In lieu of an abstract, here is a brief excerpt of the content:

Reviewed by:
  • La Langue partagée: écrits et paroles d’oc 1700–1789 ed. by Jean-François Courouau
  • Wendy Pfeffer
Jean-François Courouau, ed. La Langue partagée: écrits et paroles d’oc 1700–1789. Bibliothèque des Lumières 85. Geneva: Droz, 2015 556 pp. 978-2-600-01883-8. CHF55

In the beginning, there was Anatole and Lafont and their magisterial Nouvelle histoire de la littérature occitane. Then came a second attempt for a slightly different audience, led by Robert Lafont and Philippe Gardy, the Histoire et anthologie de la littérature occitane (four volumes projected; only two published). For years, there have been discussions of updating “Anatole and Lafont.” Courourau’s impressive La Langue partagée shares with these two predecessors the merit of giving readers all they could ask for and more, albeit for a single century in Occitan literary history. This remarkable contribution to our knowledge of Occitan literature of the eighteenth century provides a new foundation for all subsequent work in this period.

■ Tasks to carry out
1. List the titles of the three books named in the review excerpt, each on its own line.
2. Rewrite the review excerpt between "In the beginning, there" and "in this period.", inclusive, using "forerunners" in place of "predecessors".
3. Answer these questions using the review excerpt.
(a) Who published La Langue partagée, and in what city?
(b) How many pages does La Langue partagée have?
(c) How many volumes were projected for the Histoire et anthologie de la littérature occitane, and how many were published?

■ Dataset records
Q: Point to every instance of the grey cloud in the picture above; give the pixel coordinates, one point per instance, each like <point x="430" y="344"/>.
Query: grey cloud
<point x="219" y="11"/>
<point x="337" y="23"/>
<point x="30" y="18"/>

■ Task-by-task answers
1.
La Langue partagée: écrits et paroles d’oc 1700–1789
Nouvelle histoire de la littérature occitane
Histoire et anthologie de la littérature occitane

2.
In the beginning, there was Anatole and Lafont and their magisterial Nouvelle histoire de la littérature occitane. Then came a second attempt for a slightly different audience, led by Robert Lafont and Philippe Gardy, the Histoire et anthologie de la littérature occitane (four volumes projected; only two published). For years, there have been discussions of updating “Anatole and Lafont.” Courourau’s impressive La Langue partagée shares with these two forerunners the merit of giving readers all they could ask for and more, albeit for a single century in Occitan literary history. This remarkable contribution to our knowledge of Occitan literature of the eighteenth century provides a new foundation for all subsequent work in this period.

3.
(a) Droz, in Geneva.
(b) 556 pages.
(c) Four were projected, and two were published.